## BEGIN THE DATA
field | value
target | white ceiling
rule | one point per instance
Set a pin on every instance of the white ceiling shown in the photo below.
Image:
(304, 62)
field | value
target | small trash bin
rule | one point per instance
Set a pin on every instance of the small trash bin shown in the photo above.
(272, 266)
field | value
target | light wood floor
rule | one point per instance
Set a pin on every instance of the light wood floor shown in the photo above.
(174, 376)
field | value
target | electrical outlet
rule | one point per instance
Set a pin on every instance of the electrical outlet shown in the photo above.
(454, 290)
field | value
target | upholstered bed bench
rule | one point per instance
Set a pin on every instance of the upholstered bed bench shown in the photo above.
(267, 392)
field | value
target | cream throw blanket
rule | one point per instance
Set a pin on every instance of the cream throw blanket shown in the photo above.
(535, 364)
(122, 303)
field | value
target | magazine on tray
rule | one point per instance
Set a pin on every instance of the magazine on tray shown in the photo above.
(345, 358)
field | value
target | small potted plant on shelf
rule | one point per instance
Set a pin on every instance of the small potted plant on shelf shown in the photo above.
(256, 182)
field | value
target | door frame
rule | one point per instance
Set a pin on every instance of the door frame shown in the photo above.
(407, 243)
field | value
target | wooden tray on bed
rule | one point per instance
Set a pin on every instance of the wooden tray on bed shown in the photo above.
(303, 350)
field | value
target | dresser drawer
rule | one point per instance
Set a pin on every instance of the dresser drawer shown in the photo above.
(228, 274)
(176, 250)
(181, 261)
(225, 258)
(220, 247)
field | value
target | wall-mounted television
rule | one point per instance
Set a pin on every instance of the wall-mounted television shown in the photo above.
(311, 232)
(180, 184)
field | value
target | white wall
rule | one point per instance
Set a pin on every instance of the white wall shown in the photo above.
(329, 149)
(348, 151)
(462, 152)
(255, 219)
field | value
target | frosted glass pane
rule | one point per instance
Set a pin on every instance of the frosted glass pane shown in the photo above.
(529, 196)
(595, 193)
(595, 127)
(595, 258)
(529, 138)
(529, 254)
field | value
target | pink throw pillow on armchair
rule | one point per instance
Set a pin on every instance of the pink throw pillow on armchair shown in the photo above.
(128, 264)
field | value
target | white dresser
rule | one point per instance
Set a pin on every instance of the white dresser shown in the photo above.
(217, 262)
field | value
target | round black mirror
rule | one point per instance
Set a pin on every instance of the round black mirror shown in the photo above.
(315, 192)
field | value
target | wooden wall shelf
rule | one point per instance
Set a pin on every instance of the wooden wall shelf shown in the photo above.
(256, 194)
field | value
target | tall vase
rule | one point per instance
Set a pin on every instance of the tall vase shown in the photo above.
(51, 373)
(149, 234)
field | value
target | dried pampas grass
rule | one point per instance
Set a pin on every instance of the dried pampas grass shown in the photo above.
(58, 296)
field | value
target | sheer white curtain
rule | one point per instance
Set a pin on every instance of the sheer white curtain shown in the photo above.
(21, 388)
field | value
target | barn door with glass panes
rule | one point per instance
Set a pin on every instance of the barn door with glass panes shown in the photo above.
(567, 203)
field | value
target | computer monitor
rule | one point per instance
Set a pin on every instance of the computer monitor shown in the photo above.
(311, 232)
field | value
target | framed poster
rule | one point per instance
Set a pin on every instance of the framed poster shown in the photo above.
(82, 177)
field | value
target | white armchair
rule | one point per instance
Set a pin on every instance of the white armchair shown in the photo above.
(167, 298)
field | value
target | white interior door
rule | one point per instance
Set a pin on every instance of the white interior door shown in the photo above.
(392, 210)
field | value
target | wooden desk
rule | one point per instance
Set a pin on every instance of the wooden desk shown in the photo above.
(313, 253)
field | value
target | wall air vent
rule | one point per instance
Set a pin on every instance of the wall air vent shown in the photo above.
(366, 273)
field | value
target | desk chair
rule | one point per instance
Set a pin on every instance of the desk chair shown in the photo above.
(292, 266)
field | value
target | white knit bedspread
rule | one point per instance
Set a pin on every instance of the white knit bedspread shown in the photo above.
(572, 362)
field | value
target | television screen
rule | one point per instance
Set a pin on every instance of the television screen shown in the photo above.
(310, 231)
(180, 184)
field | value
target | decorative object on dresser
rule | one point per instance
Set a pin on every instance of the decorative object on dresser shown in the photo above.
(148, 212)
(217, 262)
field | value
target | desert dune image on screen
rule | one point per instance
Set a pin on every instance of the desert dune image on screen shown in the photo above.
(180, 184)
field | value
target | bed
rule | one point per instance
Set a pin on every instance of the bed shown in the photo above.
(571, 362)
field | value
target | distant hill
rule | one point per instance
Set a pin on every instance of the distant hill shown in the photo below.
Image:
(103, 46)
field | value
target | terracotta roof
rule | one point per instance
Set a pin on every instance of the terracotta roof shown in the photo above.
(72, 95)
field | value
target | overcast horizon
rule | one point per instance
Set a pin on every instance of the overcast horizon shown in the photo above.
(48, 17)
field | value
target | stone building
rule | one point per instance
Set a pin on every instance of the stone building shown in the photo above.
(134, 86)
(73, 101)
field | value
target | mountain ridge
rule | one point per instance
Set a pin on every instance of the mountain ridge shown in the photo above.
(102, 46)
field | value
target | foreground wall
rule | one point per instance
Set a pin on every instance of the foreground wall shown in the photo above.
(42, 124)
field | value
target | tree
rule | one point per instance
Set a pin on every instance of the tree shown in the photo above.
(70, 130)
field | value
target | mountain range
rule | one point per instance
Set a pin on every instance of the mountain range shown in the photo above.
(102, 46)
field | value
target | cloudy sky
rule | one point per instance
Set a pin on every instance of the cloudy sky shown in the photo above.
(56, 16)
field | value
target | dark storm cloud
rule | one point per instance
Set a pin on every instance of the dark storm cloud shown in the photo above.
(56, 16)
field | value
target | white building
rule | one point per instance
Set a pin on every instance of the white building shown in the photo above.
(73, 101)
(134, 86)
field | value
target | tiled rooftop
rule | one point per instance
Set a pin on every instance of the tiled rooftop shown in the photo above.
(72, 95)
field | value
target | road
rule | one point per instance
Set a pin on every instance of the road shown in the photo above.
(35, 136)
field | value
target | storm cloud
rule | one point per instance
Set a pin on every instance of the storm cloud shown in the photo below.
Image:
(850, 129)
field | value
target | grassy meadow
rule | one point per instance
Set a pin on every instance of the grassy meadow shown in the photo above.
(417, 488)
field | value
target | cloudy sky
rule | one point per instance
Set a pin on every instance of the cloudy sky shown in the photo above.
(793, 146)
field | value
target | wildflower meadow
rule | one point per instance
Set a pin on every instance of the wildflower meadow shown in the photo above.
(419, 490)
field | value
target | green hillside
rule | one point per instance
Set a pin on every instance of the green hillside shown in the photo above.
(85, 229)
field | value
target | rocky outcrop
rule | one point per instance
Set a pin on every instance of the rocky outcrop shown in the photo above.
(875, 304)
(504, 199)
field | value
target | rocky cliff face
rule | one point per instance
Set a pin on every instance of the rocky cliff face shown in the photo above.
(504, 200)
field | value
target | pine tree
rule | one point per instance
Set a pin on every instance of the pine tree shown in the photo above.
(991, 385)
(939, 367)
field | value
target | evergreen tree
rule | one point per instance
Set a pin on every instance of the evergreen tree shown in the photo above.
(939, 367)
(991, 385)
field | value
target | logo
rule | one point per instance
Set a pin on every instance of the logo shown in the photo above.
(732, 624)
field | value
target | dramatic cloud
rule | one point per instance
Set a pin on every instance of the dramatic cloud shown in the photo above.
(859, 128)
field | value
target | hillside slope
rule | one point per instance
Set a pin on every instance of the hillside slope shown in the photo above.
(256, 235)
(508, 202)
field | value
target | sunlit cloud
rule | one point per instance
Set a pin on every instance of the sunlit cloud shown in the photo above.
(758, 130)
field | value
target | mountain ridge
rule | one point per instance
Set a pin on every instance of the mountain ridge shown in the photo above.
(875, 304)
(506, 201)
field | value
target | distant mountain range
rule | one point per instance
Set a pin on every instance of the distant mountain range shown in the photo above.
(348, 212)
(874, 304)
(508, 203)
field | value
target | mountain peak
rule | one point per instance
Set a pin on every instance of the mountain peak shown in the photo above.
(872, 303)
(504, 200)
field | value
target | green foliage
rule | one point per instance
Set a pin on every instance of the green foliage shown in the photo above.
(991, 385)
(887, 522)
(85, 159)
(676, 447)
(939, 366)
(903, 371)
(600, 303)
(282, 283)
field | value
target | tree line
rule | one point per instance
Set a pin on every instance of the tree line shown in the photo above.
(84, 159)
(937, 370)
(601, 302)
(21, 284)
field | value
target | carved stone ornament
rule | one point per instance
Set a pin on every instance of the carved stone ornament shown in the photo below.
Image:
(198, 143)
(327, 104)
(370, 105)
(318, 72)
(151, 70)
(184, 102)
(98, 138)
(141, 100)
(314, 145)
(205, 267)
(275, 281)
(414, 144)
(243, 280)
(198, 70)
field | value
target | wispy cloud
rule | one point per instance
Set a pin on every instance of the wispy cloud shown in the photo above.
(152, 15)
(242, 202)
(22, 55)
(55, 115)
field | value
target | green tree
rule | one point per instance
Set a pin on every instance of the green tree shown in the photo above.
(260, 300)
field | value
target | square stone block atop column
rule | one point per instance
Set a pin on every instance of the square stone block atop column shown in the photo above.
## END THE DATA
→ TASK OBJECTIVE: How many lines of the material above contain the word "television"? Treat case as significant, and give only the number.

→ OUTPUT BELOW: 4